WHAT THE TASK REQUIRES:
Count the lines in the items that contain the string "lamp", treating uppercase and lowercase as different. Give only the number.

[Object pointing dataset records]
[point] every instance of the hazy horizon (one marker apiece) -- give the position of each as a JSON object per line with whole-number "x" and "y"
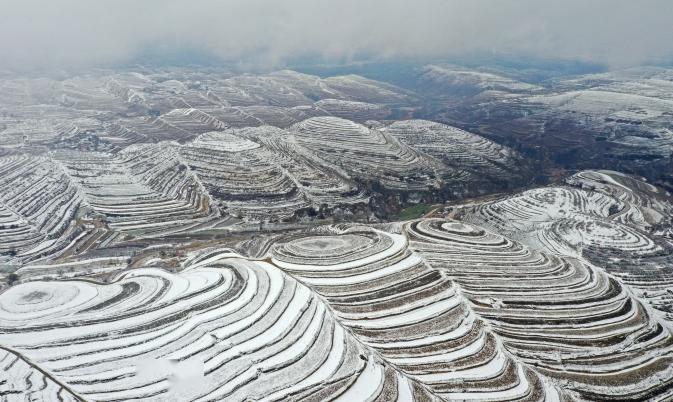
{"x": 264, "y": 34}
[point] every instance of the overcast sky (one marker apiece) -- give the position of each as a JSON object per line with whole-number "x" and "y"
{"x": 64, "y": 33}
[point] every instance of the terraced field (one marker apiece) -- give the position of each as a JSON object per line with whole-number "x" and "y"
{"x": 422, "y": 310}
{"x": 613, "y": 221}
{"x": 203, "y": 235}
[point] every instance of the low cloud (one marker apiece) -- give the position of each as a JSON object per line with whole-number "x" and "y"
{"x": 64, "y": 33}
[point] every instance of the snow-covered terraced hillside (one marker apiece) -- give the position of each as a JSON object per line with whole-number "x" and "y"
{"x": 144, "y": 187}
{"x": 431, "y": 309}
{"x": 569, "y": 320}
{"x": 605, "y": 218}
{"x": 471, "y": 158}
{"x": 37, "y": 203}
{"x": 233, "y": 330}
{"x": 367, "y": 153}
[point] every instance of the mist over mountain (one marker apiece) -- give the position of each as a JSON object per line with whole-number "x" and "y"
{"x": 316, "y": 200}
{"x": 68, "y": 33}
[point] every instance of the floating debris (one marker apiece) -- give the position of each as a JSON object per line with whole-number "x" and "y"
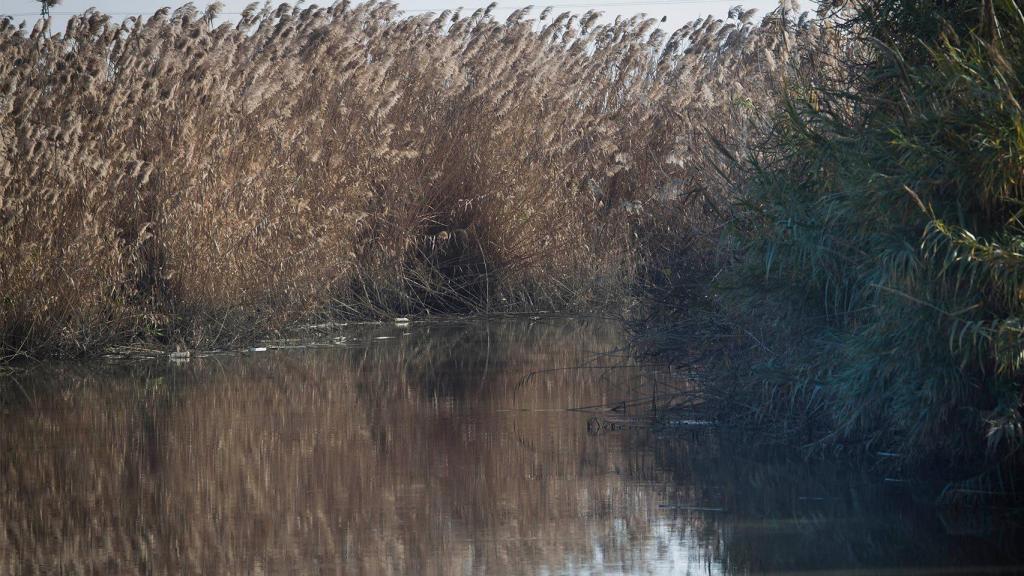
{"x": 180, "y": 356}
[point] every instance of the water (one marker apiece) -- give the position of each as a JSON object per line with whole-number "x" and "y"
{"x": 443, "y": 449}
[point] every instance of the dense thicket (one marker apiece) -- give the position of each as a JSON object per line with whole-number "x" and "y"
{"x": 883, "y": 246}
{"x": 166, "y": 178}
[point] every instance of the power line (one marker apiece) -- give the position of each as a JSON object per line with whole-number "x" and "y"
{"x": 541, "y": 6}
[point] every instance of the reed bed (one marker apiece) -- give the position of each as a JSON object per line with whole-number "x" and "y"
{"x": 174, "y": 180}
{"x": 872, "y": 303}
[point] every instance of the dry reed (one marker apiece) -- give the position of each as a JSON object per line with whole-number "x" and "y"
{"x": 173, "y": 180}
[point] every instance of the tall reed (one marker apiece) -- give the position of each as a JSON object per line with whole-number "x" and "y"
{"x": 173, "y": 179}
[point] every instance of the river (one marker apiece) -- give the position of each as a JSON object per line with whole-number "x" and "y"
{"x": 445, "y": 448}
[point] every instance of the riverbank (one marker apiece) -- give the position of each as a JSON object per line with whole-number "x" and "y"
{"x": 166, "y": 179}
{"x": 868, "y": 300}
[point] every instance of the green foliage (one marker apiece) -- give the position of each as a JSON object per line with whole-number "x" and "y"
{"x": 892, "y": 202}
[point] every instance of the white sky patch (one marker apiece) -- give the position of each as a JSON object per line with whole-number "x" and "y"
{"x": 677, "y": 12}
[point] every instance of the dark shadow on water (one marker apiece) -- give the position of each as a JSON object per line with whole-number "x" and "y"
{"x": 425, "y": 450}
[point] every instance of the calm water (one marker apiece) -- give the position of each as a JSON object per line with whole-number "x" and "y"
{"x": 424, "y": 450}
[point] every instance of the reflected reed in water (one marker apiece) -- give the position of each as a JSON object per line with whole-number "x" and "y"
{"x": 426, "y": 452}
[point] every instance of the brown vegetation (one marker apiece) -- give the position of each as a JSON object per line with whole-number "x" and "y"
{"x": 167, "y": 179}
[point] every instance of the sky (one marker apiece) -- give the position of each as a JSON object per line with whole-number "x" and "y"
{"x": 678, "y": 12}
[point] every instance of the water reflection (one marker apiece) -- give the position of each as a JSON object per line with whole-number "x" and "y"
{"x": 426, "y": 452}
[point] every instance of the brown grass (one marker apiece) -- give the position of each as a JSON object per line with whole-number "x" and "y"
{"x": 171, "y": 180}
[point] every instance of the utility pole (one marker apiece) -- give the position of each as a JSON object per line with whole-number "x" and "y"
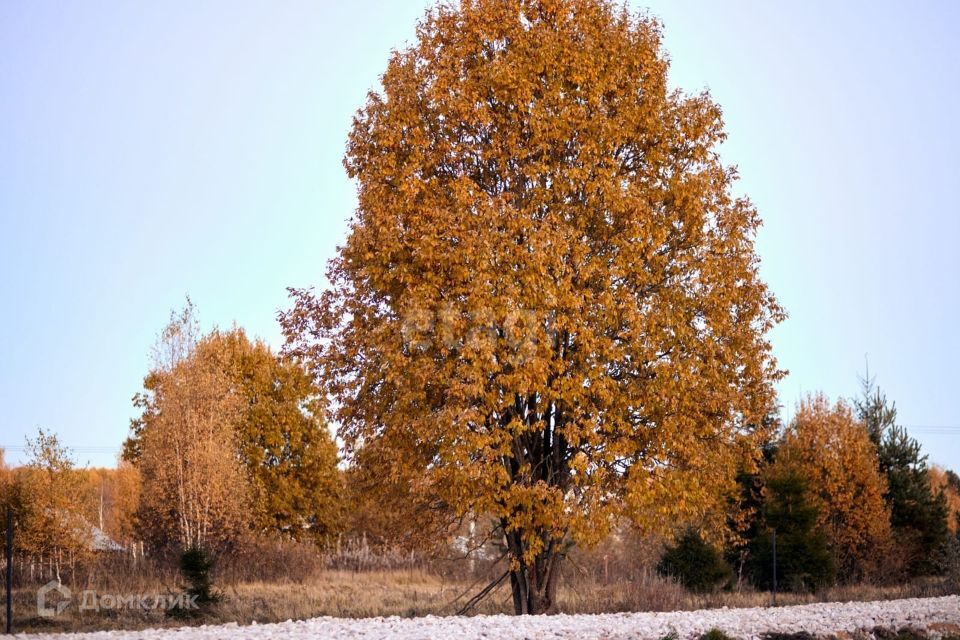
{"x": 774, "y": 567}
{"x": 9, "y": 557}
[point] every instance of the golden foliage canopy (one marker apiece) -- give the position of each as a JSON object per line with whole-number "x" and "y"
{"x": 832, "y": 449}
{"x": 548, "y": 306}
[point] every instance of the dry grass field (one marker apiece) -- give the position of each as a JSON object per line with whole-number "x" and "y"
{"x": 406, "y": 593}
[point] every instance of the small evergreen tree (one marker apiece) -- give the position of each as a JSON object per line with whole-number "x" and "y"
{"x": 698, "y": 566}
{"x": 804, "y": 562}
{"x": 918, "y": 514}
{"x": 196, "y": 567}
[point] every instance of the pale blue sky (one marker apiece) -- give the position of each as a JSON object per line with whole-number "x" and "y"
{"x": 149, "y": 150}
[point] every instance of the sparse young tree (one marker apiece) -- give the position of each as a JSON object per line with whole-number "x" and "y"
{"x": 195, "y": 489}
{"x": 51, "y": 529}
{"x": 947, "y": 482}
{"x": 236, "y": 432}
{"x": 282, "y": 441}
{"x": 548, "y": 307}
{"x": 830, "y": 447}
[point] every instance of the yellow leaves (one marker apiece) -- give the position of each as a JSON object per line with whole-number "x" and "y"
{"x": 827, "y": 445}
{"x": 547, "y": 306}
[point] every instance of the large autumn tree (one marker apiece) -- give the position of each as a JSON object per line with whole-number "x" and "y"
{"x": 548, "y": 307}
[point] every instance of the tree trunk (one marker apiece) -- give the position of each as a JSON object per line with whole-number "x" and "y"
{"x": 534, "y": 584}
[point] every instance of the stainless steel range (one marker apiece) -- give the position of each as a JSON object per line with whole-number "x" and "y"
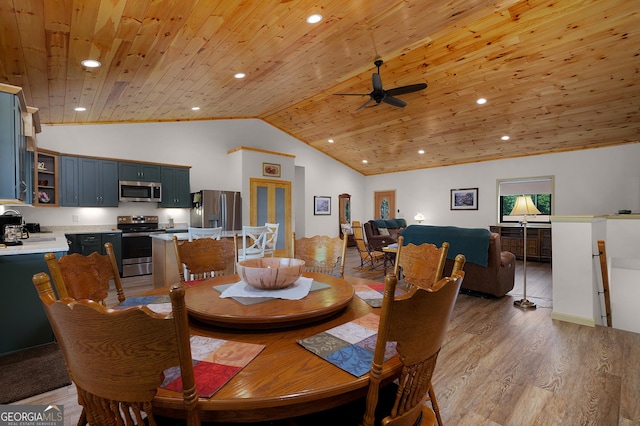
{"x": 136, "y": 243}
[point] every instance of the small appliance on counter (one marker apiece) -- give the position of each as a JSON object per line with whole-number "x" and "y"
{"x": 11, "y": 228}
{"x": 32, "y": 228}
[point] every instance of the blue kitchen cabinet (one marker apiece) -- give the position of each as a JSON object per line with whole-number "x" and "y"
{"x": 138, "y": 172}
{"x": 97, "y": 182}
{"x": 69, "y": 188}
{"x": 23, "y": 322}
{"x": 176, "y": 188}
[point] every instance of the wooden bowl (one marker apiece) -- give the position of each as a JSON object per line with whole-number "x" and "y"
{"x": 270, "y": 273}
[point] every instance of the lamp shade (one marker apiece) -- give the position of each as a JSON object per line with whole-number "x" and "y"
{"x": 524, "y": 206}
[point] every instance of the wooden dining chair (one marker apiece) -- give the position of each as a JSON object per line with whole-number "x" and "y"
{"x": 370, "y": 260}
{"x": 271, "y": 239}
{"x": 197, "y": 233}
{"x": 253, "y": 242}
{"x": 204, "y": 258}
{"x": 86, "y": 277}
{"x": 420, "y": 265}
{"x": 116, "y": 359}
{"x": 322, "y": 254}
{"x": 417, "y": 322}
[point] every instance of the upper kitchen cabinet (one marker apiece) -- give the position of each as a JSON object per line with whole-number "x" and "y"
{"x": 69, "y": 186}
{"x": 14, "y": 167}
{"x": 98, "y": 182}
{"x": 176, "y": 189}
{"x": 46, "y": 179}
{"x": 138, "y": 172}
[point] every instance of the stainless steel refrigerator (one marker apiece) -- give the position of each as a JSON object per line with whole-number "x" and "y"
{"x": 211, "y": 209}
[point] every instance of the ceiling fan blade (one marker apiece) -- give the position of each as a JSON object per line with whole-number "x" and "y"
{"x": 394, "y": 101}
{"x": 406, "y": 89}
{"x": 364, "y": 104}
{"x": 376, "y": 82}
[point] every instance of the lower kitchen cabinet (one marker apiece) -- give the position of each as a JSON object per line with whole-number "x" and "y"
{"x": 23, "y": 322}
{"x": 87, "y": 243}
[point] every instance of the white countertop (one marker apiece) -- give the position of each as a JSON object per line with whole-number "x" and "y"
{"x": 185, "y": 235}
{"x": 38, "y": 243}
{"x": 168, "y": 236}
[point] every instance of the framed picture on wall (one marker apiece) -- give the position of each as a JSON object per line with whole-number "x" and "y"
{"x": 321, "y": 205}
{"x": 271, "y": 169}
{"x": 464, "y": 199}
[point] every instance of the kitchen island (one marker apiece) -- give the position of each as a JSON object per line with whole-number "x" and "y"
{"x": 164, "y": 261}
{"x": 23, "y": 323}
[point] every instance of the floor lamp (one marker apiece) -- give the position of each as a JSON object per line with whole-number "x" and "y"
{"x": 524, "y": 207}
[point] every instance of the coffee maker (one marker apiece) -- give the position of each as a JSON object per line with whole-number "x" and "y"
{"x": 11, "y": 228}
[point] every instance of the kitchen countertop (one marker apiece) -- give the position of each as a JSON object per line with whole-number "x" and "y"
{"x": 168, "y": 236}
{"x": 38, "y": 243}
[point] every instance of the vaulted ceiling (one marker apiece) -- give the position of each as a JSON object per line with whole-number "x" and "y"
{"x": 558, "y": 75}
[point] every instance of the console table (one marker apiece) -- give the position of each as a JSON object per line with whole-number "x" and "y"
{"x": 538, "y": 241}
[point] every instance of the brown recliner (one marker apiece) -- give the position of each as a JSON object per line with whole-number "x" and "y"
{"x": 497, "y": 278}
{"x": 490, "y": 272}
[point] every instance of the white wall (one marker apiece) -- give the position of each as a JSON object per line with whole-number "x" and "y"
{"x": 592, "y": 182}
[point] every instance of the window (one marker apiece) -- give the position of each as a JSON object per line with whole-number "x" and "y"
{"x": 539, "y": 188}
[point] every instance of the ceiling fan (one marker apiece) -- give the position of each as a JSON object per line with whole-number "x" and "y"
{"x": 378, "y": 94}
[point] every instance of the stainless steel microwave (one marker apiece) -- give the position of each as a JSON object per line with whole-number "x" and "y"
{"x": 140, "y": 191}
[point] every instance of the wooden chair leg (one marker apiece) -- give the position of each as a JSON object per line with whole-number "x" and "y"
{"x": 434, "y": 404}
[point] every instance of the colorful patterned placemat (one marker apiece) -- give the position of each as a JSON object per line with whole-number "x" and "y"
{"x": 349, "y": 346}
{"x": 315, "y": 285}
{"x": 158, "y": 304}
{"x": 215, "y": 362}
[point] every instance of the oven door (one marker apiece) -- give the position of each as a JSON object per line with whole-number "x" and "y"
{"x": 136, "y": 253}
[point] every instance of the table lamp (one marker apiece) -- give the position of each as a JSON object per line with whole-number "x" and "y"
{"x": 524, "y": 207}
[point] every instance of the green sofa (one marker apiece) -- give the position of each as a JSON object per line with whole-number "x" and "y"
{"x": 488, "y": 270}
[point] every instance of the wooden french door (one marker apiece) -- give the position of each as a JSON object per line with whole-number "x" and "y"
{"x": 384, "y": 204}
{"x": 270, "y": 202}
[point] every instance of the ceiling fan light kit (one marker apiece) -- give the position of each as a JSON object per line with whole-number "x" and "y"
{"x": 378, "y": 94}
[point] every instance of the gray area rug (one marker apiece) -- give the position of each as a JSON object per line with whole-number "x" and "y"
{"x": 32, "y": 372}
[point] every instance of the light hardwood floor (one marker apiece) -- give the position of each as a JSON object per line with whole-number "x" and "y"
{"x": 504, "y": 366}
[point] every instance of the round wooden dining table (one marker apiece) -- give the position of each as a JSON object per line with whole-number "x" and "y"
{"x": 285, "y": 379}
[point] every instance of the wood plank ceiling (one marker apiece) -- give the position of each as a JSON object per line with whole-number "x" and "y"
{"x": 558, "y": 75}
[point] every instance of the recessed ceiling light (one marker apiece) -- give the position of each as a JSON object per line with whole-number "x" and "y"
{"x": 91, "y": 63}
{"x": 314, "y": 19}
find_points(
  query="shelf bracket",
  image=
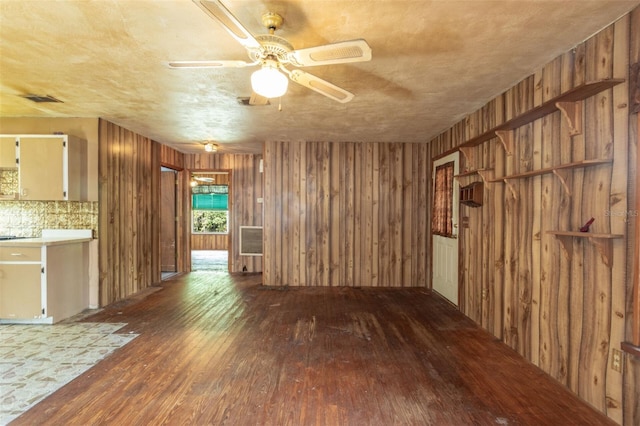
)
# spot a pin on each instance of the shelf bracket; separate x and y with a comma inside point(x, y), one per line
point(572, 112)
point(467, 151)
point(563, 176)
point(512, 188)
point(486, 175)
point(506, 138)
point(567, 245)
point(605, 249)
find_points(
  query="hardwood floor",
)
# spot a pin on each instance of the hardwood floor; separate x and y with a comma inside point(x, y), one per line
point(221, 349)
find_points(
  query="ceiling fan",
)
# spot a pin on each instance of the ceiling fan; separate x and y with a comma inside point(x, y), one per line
point(272, 53)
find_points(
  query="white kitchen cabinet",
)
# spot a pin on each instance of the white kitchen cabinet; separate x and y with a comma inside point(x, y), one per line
point(20, 283)
point(51, 167)
point(43, 280)
point(7, 152)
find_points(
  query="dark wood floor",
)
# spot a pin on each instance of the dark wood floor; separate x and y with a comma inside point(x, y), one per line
point(221, 349)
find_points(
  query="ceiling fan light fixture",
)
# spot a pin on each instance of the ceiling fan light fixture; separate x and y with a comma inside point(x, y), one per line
point(268, 81)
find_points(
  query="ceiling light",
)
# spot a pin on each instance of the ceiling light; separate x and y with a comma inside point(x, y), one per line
point(268, 81)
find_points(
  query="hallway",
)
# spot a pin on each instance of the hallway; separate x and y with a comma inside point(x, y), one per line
point(216, 348)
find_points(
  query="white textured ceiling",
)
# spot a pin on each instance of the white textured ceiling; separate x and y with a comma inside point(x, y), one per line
point(433, 63)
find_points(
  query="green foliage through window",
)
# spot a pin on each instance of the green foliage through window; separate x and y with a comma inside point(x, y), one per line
point(208, 221)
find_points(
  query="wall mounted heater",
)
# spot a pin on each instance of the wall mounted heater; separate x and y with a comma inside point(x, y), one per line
point(251, 241)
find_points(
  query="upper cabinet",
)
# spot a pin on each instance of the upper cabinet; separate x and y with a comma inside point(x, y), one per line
point(7, 152)
point(51, 167)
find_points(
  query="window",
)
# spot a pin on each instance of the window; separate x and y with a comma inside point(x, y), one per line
point(209, 209)
point(442, 218)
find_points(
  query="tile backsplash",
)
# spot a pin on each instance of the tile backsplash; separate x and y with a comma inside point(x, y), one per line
point(8, 182)
point(29, 218)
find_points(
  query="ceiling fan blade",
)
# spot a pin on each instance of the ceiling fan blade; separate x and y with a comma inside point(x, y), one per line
point(321, 86)
point(256, 100)
point(217, 10)
point(336, 53)
point(209, 64)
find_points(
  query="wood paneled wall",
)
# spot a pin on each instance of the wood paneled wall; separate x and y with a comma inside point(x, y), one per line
point(173, 159)
point(129, 188)
point(560, 302)
point(346, 214)
point(245, 188)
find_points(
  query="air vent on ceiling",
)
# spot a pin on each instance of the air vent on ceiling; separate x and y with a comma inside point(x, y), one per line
point(257, 101)
point(41, 98)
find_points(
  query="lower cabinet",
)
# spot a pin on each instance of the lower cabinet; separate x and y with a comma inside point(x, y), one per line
point(20, 291)
point(44, 284)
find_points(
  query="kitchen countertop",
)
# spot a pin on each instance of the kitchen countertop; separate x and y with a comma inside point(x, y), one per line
point(42, 241)
point(52, 237)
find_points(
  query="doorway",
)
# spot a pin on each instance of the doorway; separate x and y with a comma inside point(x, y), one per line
point(168, 222)
point(445, 227)
point(210, 219)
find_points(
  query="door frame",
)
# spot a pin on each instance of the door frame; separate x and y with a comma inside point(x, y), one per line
point(437, 161)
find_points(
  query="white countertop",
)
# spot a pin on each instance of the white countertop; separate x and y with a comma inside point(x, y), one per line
point(51, 237)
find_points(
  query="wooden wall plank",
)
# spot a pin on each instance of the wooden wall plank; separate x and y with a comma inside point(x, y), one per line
point(129, 170)
point(357, 211)
point(561, 303)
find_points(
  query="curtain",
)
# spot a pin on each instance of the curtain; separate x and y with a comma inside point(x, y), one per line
point(210, 202)
point(442, 221)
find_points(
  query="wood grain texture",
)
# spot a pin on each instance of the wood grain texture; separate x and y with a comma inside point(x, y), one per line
point(562, 304)
point(245, 188)
point(358, 217)
point(222, 349)
point(129, 196)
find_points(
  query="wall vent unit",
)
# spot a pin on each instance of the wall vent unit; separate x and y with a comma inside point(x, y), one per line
point(471, 195)
point(251, 241)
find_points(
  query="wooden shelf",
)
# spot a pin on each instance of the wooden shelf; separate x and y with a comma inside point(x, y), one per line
point(559, 171)
point(467, 173)
point(584, 235)
point(603, 243)
point(569, 103)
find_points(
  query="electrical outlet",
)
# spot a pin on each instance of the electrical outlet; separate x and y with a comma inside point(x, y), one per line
point(616, 360)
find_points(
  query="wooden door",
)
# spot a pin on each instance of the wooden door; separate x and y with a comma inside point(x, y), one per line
point(168, 221)
point(445, 249)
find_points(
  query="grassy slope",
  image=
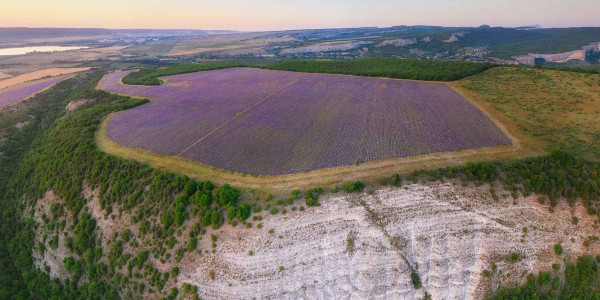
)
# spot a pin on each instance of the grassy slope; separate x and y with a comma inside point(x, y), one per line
point(547, 107)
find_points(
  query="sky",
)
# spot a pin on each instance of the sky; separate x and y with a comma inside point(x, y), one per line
point(258, 15)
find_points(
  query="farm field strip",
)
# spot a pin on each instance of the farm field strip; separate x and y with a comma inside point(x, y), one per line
point(16, 94)
point(278, 122)
point(237, 115)
point(38, 75)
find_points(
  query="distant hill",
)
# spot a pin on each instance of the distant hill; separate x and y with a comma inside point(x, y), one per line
point(27, 32)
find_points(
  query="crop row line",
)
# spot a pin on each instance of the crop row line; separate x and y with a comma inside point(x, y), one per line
point(237, 115)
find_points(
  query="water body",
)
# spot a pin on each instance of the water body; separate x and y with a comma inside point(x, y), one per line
point(25, 50)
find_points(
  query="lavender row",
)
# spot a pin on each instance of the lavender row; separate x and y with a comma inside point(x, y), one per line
point(187, 108)
point(306, 121)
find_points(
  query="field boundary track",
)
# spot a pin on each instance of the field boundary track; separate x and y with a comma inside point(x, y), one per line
point(368, 171)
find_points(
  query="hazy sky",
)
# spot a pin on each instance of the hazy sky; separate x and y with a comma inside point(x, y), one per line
point(295, 14)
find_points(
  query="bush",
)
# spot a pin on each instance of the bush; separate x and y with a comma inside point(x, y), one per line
point(243, 211)
point(558, 249)
point(354, 186)
point(416, 280)
point(396, 180)
point(515, 257)
point(227, 195)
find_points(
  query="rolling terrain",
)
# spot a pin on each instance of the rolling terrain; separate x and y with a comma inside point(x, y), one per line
point(84, 218)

TASK ANSWER:
3